Only the lines from the one containing "ear in the photo above." through the end of the entries should be repeated, exactly as they appear, first and last included.
** START RECORDED INFORMATION **
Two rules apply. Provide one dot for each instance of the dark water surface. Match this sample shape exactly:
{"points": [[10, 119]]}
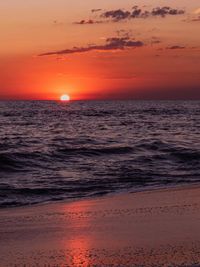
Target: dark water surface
{"points": [[52, 151]]}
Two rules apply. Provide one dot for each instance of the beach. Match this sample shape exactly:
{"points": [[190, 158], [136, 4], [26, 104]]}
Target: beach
{"points": [[150, 228]]}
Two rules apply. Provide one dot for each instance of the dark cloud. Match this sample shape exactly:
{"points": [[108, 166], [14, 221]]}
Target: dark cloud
{"points": [[85, 22], [113, 43], [176, 47], [136, 12], [117, 15], [96, 10], [164, 11]]}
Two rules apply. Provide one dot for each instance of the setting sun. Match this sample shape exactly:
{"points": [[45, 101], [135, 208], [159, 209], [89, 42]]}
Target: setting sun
{"points": [[65, 98]]}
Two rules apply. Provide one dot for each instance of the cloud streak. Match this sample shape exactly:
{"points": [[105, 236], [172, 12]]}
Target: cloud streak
{"points": [[136, 12], [114, 43]]}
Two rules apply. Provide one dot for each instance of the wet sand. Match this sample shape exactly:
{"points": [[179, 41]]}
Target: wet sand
{"points": [[154, 228]]}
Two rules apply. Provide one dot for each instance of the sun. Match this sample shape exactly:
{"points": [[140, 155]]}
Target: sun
{"points": [[65, 97]]}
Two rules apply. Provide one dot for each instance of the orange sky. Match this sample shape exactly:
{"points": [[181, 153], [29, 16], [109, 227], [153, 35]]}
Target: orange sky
{"points": [[153, 56]]}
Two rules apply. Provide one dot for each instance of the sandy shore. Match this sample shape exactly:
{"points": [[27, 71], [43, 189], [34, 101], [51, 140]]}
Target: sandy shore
{"points": [[158, 228]]}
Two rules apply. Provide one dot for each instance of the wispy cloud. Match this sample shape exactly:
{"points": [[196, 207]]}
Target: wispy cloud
{"points": [[114, 43], [176, 47], [136, 12], [85, 22]]}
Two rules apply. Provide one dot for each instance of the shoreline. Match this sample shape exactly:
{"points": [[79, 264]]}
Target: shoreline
{"points": [[149, 228], [149, 189]]}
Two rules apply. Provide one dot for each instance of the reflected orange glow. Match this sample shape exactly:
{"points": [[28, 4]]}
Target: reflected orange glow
{"points": [[79, 245], [65, 98]]}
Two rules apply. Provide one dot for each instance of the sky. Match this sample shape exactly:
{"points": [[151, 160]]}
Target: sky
{"points": [[108, 49]]}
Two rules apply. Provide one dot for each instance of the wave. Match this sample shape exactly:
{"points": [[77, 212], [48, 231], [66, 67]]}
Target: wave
{"points": [[50, 152]]}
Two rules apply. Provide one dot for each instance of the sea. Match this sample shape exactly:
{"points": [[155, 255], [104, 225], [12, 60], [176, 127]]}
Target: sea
{"points": [[52, 151]]}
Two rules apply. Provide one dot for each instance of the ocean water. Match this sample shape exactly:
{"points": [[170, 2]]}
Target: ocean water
{"points": [[52, 151]]}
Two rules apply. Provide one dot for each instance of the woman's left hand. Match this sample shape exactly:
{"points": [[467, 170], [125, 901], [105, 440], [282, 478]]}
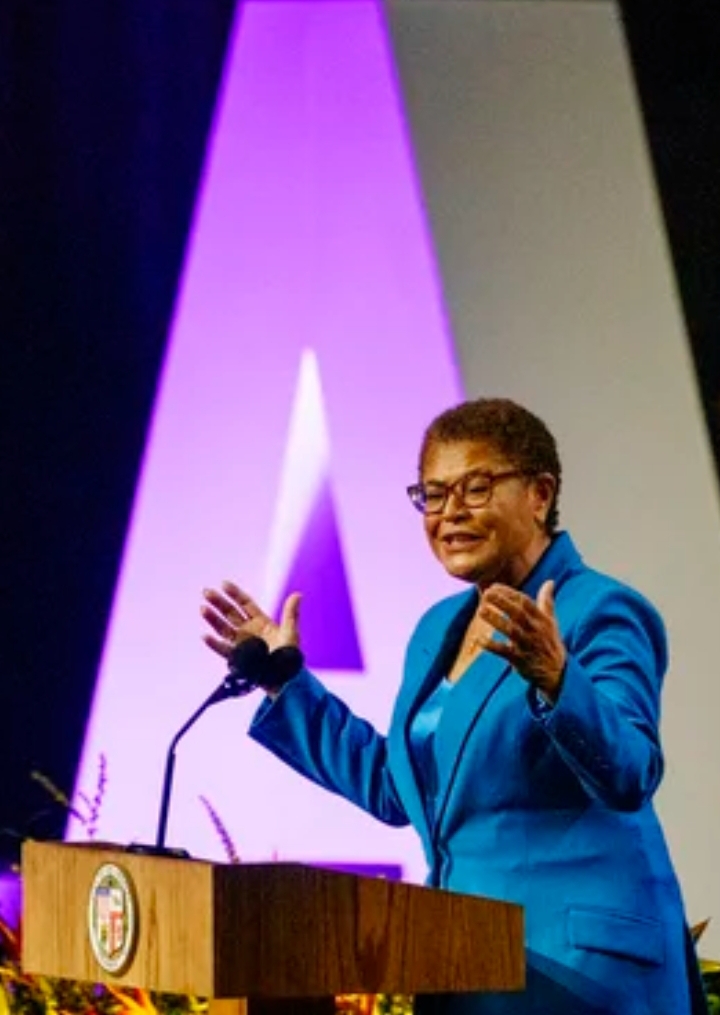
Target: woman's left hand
{"points": [[532, 643]]}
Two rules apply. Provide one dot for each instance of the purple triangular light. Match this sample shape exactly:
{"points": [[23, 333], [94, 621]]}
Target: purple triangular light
{"points": [[329, 635]]}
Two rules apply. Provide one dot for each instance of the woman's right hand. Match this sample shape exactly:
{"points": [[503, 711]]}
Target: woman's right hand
{"points": [[235, 616]]}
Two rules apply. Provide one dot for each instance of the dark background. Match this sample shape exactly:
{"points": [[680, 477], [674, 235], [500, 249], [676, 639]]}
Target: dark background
{"points": [[104, 114]]}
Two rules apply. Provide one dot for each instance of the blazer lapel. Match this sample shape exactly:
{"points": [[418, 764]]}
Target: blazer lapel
{"points": [[429, 660]]}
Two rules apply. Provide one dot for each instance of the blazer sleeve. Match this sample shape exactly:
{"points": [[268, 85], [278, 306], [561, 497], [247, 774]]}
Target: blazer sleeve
{"points": [[604, 724], [316, 734]]}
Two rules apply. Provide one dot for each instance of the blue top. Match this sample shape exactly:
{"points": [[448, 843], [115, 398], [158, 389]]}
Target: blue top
{"points": [[553, 811], [422, 731]]}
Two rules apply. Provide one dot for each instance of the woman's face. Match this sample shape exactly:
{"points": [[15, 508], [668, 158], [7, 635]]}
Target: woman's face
{"points": [[500, 541]]}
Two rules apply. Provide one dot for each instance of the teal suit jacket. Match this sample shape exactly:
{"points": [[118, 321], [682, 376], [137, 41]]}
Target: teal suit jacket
{"points": [[549, 810]]}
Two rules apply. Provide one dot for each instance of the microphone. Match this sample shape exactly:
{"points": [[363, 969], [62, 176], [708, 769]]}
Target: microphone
{"points": [[251, 665]]}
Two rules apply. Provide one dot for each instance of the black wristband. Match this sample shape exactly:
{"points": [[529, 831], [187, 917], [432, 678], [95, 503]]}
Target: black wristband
{"points": [[280, 667]]}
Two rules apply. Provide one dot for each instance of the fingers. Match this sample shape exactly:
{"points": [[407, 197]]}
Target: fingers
{"points": [[246, 605], [289, 618]]}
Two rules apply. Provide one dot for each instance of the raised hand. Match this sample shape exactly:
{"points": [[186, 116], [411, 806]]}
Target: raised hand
{"points": [[532, 641], [234, 616]]}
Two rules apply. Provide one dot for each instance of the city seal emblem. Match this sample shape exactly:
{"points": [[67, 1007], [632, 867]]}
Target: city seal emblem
{"points": [[112, 919]]}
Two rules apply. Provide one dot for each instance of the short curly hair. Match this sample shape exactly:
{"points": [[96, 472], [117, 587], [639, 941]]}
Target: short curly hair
{"points": [[515, 432]]}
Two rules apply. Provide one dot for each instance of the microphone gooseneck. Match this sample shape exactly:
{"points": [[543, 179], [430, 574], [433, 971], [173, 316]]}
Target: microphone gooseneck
{"points": [[251, 665]]}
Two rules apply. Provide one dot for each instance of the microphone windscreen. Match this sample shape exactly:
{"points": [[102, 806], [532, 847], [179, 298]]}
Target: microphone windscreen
{"points": [[249, 659]]}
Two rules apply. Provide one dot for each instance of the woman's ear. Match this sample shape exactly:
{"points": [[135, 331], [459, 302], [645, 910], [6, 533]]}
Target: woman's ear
{"points": [[544, 486]]}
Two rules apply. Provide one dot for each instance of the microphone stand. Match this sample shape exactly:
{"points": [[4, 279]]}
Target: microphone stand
{"points": [[233, 686]]}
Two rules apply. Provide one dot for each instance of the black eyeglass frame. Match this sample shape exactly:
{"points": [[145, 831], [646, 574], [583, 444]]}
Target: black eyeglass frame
{"points": [[415, 490]]}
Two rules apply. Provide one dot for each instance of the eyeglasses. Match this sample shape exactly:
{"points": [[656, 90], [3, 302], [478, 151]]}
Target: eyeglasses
{"points": [[473, 490]]}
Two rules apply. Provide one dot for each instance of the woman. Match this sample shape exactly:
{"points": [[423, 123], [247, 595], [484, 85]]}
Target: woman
{"points": [[524, 743]]}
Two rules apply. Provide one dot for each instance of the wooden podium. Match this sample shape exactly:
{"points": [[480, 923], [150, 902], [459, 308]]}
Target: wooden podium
{"points": [[266, 938]]}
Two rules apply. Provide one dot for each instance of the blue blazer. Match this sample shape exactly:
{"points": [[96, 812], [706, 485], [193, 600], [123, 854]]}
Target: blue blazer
{"points": [[551, 810]]}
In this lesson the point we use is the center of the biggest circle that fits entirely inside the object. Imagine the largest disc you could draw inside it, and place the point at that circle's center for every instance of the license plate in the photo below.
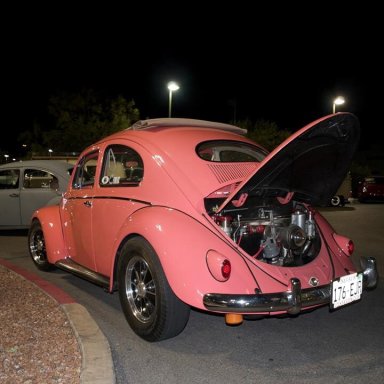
(346, 289)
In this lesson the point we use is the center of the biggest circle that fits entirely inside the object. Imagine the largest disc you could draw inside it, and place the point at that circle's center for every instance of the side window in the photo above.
(85, 171)
(36, 178)
(9, 179)
(122, 166)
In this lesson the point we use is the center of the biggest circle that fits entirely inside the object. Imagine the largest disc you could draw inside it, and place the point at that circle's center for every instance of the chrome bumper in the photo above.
(291, 301)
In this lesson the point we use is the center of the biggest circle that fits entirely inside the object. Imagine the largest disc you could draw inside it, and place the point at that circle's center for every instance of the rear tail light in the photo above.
(219, 266)
(350, 247)
(226, 269)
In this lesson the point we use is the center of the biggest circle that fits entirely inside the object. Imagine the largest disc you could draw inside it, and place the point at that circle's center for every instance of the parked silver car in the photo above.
(28, 185)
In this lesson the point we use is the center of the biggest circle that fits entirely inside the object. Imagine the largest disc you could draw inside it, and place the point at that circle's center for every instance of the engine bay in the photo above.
(272, 232)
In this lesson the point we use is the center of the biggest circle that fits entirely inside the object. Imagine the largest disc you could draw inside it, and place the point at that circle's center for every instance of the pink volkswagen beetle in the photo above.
(181, 213)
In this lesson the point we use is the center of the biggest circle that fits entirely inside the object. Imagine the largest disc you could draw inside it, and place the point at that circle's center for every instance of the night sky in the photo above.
(283, 69)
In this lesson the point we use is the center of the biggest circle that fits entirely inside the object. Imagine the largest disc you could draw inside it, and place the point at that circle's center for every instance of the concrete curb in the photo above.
(97, 365)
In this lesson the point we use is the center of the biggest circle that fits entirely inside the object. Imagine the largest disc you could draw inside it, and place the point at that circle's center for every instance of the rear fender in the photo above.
(49, 218)
(181, 243)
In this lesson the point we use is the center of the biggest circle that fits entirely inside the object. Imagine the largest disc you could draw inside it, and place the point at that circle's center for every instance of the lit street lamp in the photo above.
(172, 86)
(338, 101)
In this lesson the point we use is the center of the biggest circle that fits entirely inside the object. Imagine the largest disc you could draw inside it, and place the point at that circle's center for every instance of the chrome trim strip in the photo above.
(71, 266)
(292, 301)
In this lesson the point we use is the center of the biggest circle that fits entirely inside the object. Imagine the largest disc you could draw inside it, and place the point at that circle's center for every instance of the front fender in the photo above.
(181, 243)
(49, 218)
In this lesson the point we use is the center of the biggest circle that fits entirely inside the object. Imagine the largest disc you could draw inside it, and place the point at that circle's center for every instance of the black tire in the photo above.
(36, 245)
(335, 201)
(151, 308)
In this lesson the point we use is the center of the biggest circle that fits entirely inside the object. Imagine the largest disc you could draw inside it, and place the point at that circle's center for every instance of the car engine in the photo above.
(283, 235)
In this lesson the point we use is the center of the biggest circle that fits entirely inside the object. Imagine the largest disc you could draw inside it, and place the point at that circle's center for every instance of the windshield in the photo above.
(226, 151)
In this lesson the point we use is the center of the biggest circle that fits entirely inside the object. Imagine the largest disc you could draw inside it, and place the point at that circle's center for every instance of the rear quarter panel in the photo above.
(181, 243)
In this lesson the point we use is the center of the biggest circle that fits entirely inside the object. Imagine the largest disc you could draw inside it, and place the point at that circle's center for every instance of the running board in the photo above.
(77, 269)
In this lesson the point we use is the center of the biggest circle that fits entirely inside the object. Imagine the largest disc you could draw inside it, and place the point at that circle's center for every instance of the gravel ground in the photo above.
(37, 342)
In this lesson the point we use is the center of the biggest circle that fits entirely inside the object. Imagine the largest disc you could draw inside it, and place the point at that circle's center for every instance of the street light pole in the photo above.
(172, 86)
(338, 101)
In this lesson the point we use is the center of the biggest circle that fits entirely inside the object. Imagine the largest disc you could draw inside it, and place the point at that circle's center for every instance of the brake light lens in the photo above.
(350, 247)
(226, 269)
(219, 265)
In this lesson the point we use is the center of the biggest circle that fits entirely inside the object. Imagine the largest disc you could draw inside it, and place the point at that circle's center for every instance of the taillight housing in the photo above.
(219, 265)
(226, 269)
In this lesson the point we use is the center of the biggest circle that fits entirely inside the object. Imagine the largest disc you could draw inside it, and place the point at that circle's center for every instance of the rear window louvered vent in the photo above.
(228, 172)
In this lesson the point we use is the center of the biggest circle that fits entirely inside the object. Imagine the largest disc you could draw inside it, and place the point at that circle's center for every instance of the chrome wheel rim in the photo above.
(140, 289)
(37, 247)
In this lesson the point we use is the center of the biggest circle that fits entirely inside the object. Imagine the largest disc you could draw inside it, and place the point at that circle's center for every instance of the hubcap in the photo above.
(37, 246)
(140, 289)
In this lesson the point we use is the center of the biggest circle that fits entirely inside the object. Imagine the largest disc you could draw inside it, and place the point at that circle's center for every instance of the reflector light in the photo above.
(350, 247)
(226, 269)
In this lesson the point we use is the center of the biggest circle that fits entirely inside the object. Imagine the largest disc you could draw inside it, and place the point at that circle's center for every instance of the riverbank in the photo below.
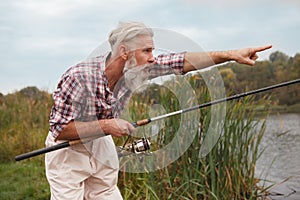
(280, 160)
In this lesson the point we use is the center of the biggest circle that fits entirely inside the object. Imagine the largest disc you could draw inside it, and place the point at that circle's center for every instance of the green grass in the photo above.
(23, 181)
(227, 172)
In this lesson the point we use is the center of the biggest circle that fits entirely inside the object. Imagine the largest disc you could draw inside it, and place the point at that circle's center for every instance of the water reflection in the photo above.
(281, 157)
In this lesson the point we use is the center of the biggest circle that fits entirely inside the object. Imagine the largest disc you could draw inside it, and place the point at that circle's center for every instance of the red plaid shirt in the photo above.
(83, 94)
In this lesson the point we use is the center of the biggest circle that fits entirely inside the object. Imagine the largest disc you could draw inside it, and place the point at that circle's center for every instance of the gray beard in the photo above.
(135, 76)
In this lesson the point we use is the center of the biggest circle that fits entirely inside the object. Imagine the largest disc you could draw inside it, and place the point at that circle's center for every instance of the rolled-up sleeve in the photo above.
(67, 104)
(166, 64)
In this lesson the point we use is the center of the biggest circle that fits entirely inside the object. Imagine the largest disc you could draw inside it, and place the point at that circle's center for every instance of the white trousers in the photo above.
(83, 172)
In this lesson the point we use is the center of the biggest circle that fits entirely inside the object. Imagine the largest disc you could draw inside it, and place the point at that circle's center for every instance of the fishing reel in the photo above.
(141, 146)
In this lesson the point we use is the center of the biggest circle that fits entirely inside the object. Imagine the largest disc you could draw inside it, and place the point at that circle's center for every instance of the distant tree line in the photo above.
(279, 68)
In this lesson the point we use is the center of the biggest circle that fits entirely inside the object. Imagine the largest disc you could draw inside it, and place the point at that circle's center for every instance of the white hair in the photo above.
(126, 32)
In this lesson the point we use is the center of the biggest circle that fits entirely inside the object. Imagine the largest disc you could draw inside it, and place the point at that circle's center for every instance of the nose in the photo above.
(151, 58)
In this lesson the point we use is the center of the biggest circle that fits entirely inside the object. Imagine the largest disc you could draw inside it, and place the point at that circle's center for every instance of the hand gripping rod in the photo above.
(149, 120)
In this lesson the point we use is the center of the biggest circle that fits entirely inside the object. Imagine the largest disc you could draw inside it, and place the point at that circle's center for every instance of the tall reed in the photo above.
(24, 123)
(226, 172)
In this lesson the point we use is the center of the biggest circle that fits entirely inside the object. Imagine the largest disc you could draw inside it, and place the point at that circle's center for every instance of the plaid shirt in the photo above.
(83, 94)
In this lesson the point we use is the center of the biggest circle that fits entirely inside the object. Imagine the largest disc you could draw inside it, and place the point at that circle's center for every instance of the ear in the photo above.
(123, 52)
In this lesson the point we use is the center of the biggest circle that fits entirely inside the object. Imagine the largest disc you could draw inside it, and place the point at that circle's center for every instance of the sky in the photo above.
(40, 39)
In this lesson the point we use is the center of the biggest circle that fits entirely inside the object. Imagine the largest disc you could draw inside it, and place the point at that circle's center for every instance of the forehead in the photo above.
(144, 41)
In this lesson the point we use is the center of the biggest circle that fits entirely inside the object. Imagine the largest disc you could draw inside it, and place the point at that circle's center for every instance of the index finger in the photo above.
(258, 49)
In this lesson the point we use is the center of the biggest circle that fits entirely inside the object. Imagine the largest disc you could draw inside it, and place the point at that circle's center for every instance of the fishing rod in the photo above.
(143, 145)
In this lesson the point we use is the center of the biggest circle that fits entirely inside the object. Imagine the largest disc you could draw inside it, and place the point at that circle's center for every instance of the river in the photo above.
(280, 161)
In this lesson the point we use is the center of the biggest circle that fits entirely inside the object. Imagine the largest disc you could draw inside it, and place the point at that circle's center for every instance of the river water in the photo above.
** END RECORDED INFORMATION **
#### [ANSWER]
In this lesson the point we use is the center of the biggest circle that fits entirely inside the object. Imagine the largest disc you could draw inside it, and place the point at that circle's center for every instance of the ear in the photo above.
(123, 52)
In this lesson the point we use is the center of the biggest circle that fits entirely inside the object. Imagine the largest disc you could draw inside it, and place the point at that circle's center for every instance of the sky in the photo above.
(40, 39)
In this lesson the point we use is the center of the biggest circle that fits entirely inside the object. Imagine the largest disc you could draw inside it, and place the point at that circle's center for every instance of the forehead in the photo above.
(144, 41)
In this lesson the point we use is the center of the biggest circle that fits entirely inside the object. Imagine the largest disc you could draw inside it, and place the point at that circle's center for every instance of the index finger in the photo above.
(258, 49)
In this lesson the point we use is the center of the biggest circle that fits entirely inside the object. Imagine the largest disc you could draw inside it, and place the point at that circle's center for every instance of the fishing rod in the photo above.
(143, 145)
In this lesson the point we use is the center of the biggest circle that fits entirely inside the object. Imagine the largest disc you could draw inside it, and place the point at that circle's center for every instance of the river in the photo above.
(280, 161)
In this lesson the point we use is the center of the biggest circle that fits entirely inside the object. Imagine the largest disc you could draw inside it, and place the point at that circle's center for every instance of the river water in the photo above.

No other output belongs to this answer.